▶ [Task requirements]
Set down the rows below word for word. Begin at the line that contains "mask in the image above." and stop after the line that contains "738;556;769;614".

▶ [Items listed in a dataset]
☆ ☆ ☆
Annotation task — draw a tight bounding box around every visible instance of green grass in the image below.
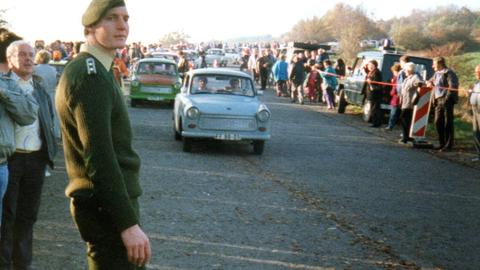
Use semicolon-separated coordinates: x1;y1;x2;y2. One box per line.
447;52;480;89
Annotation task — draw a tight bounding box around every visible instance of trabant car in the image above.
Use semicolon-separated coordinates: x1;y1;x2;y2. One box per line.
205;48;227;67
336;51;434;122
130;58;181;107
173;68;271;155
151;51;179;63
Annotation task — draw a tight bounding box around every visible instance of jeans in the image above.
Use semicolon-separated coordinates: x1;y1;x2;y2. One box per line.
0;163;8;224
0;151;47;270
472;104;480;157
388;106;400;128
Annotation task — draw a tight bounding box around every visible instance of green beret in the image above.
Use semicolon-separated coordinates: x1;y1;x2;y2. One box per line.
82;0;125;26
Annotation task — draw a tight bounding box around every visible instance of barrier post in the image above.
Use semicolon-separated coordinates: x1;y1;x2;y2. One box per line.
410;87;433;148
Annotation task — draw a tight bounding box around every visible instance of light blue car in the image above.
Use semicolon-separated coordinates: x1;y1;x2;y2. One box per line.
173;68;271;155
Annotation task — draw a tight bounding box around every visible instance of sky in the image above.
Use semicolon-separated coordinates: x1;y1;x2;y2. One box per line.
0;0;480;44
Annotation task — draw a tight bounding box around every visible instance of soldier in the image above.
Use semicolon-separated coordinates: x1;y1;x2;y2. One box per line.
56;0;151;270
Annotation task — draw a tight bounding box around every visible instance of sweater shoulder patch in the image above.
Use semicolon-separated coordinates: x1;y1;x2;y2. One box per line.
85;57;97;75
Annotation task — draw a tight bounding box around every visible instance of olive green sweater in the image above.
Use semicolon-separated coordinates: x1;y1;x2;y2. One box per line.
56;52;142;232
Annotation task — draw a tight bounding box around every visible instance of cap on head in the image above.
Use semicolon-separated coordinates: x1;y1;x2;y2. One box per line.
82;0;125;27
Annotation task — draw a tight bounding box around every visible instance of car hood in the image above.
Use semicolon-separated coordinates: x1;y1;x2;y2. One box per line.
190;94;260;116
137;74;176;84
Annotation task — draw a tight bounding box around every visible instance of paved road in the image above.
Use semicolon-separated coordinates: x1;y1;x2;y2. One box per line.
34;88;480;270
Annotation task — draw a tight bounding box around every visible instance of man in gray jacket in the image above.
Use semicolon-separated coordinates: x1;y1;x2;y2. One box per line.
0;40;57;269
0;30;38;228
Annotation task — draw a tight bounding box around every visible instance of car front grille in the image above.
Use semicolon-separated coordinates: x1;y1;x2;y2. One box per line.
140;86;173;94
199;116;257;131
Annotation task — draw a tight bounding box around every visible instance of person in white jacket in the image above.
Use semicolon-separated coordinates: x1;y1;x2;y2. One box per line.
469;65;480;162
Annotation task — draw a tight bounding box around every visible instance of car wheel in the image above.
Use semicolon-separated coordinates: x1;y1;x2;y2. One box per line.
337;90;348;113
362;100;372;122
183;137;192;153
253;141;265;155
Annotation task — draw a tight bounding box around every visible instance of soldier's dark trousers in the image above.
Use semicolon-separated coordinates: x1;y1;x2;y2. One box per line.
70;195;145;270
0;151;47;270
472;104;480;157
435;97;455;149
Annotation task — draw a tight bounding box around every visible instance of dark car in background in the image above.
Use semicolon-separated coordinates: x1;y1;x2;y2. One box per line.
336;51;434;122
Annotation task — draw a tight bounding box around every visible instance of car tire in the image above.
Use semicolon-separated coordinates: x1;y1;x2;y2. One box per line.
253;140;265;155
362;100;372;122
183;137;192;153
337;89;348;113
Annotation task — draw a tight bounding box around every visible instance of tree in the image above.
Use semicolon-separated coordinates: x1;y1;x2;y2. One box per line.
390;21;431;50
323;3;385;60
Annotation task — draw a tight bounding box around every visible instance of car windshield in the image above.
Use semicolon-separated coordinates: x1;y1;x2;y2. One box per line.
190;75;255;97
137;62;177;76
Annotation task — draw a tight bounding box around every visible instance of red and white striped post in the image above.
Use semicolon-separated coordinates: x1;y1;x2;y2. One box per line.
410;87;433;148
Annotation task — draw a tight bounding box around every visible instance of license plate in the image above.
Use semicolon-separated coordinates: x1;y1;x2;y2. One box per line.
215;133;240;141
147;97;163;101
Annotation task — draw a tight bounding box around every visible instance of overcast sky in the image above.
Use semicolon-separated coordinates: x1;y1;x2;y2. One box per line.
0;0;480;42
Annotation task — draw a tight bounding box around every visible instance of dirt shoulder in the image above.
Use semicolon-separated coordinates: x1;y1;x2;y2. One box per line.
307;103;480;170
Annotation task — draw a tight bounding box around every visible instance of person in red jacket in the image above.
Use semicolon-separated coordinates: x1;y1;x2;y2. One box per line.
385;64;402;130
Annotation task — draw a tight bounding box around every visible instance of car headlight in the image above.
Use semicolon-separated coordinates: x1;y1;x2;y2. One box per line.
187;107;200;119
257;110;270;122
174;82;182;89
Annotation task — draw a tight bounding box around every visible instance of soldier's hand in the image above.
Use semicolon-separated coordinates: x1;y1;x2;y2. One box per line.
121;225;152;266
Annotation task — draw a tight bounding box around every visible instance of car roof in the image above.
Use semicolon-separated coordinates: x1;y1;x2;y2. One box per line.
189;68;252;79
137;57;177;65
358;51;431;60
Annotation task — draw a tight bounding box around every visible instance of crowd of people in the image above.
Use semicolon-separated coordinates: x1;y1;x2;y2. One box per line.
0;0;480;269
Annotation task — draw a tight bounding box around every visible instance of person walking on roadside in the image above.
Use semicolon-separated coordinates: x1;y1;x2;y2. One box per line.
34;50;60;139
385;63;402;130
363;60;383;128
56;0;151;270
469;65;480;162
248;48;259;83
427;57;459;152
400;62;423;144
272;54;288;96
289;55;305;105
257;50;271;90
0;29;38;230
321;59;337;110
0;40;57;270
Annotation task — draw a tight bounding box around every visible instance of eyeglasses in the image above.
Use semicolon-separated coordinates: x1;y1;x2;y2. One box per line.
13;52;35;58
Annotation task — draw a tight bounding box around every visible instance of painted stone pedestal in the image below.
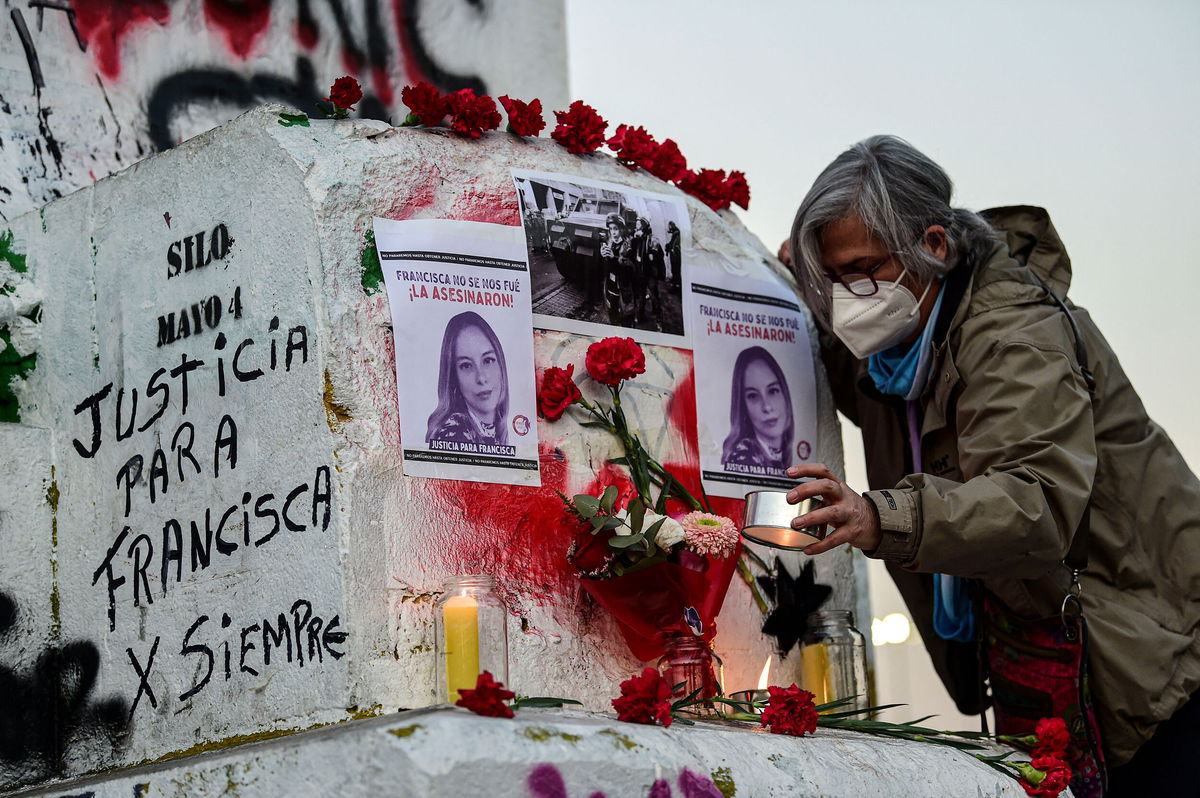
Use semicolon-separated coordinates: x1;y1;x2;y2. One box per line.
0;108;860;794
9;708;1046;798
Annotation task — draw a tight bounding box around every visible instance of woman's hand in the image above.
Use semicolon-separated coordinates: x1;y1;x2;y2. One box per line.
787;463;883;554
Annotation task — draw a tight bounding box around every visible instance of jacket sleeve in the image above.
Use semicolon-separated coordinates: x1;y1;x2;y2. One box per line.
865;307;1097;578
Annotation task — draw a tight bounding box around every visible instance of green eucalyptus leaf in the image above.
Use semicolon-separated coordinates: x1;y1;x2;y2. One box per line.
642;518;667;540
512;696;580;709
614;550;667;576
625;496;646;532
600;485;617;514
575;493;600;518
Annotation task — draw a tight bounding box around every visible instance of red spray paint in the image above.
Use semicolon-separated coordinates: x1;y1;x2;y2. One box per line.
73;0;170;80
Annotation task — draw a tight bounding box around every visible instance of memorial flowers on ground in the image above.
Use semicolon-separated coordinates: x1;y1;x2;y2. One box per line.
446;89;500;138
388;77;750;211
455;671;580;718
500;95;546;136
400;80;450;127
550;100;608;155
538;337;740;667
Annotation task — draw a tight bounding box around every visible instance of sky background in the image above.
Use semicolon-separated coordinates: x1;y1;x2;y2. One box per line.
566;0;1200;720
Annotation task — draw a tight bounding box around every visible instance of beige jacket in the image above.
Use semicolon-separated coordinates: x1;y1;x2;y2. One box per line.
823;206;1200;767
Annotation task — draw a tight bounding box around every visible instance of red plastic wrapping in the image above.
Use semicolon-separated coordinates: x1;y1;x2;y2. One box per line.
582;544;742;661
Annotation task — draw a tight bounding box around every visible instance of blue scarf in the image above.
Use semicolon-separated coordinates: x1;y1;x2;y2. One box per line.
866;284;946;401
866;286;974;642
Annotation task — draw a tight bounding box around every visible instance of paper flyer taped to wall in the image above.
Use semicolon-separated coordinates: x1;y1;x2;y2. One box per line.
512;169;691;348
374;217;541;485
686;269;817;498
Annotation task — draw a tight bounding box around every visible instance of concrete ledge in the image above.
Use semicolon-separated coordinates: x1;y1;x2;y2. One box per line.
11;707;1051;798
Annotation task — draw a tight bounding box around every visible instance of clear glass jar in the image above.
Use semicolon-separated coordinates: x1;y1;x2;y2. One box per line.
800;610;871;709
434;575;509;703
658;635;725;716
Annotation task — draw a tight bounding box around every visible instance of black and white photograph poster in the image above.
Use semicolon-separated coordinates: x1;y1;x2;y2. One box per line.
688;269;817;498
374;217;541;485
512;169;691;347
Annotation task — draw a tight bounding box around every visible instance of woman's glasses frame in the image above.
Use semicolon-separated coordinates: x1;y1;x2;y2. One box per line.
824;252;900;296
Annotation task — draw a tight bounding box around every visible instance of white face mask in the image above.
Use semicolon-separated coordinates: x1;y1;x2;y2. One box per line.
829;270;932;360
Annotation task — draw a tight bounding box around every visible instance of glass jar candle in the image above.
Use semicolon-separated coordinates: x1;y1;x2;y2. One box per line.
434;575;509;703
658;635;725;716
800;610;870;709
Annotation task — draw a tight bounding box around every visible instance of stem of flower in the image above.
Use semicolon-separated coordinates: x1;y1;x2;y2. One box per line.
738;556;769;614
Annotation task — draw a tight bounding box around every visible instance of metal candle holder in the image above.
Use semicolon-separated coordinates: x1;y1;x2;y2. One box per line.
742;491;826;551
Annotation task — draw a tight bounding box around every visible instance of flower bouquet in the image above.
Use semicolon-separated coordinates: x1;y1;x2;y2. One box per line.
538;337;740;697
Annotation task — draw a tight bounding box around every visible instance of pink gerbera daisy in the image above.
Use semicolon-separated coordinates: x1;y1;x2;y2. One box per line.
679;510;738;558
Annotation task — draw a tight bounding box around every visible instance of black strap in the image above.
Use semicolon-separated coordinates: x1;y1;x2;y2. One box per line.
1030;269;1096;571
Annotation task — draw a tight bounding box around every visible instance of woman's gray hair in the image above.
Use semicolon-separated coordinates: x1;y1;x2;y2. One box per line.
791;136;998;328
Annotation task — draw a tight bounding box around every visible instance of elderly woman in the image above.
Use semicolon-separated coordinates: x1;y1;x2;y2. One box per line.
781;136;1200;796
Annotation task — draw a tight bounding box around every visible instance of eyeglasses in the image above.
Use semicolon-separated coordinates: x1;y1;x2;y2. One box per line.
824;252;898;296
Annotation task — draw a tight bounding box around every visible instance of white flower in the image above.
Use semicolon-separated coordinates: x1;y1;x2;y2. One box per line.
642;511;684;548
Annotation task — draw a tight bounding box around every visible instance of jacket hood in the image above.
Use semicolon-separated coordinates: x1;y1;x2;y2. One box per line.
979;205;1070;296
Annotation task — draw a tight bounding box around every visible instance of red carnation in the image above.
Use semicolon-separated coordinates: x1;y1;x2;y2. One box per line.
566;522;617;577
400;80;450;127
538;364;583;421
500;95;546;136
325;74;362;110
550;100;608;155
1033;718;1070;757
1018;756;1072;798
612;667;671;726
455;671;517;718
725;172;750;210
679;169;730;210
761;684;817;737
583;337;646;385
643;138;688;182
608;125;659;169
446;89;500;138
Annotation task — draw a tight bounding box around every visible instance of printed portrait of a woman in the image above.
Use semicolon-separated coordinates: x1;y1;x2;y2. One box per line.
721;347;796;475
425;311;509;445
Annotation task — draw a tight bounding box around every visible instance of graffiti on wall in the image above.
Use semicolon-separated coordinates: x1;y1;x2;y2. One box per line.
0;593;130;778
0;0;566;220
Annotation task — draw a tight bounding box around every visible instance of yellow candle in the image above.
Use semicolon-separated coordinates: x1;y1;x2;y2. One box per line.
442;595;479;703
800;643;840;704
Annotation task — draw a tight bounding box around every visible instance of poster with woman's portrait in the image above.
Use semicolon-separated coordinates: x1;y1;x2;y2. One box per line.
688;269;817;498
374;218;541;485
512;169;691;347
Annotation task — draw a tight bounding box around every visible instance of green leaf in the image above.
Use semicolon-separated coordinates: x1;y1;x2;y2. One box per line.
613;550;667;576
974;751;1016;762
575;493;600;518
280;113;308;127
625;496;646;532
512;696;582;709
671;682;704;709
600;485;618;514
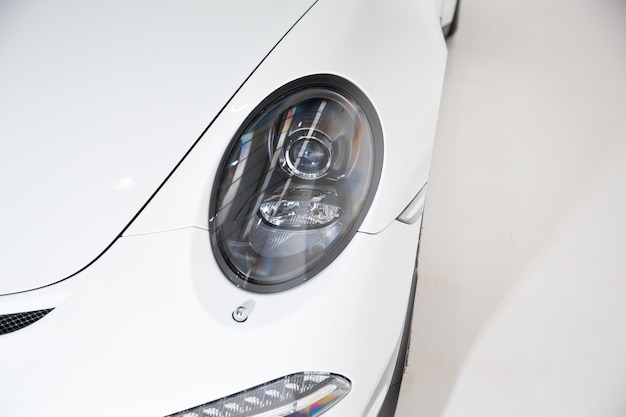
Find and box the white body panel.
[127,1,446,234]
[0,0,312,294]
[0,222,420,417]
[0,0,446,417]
☆ ☆ ☆
▶ [Result below]
Annotation task — draw a tight bounding box around every visible instance of white face mask in the image above.
Use semicolon-separated coordinates: x1;y1;x2;y2. One box per line.
829;270;932;360
Annotation task — draw a tight bounding box around every visible instance of glass jar candle in the image above.
Use semicolon-separated coordinates: x1;y1;x2;y2. One box per line.
434;575;509;703
658;635;725;716
800;610;870;709
Annotation task — draw a tight bounding box around every visible instance of stem of flower in the image above.
Use semicolon-separated coordinates: x1;y1;x2;y2. One box per line.
738;556;769;614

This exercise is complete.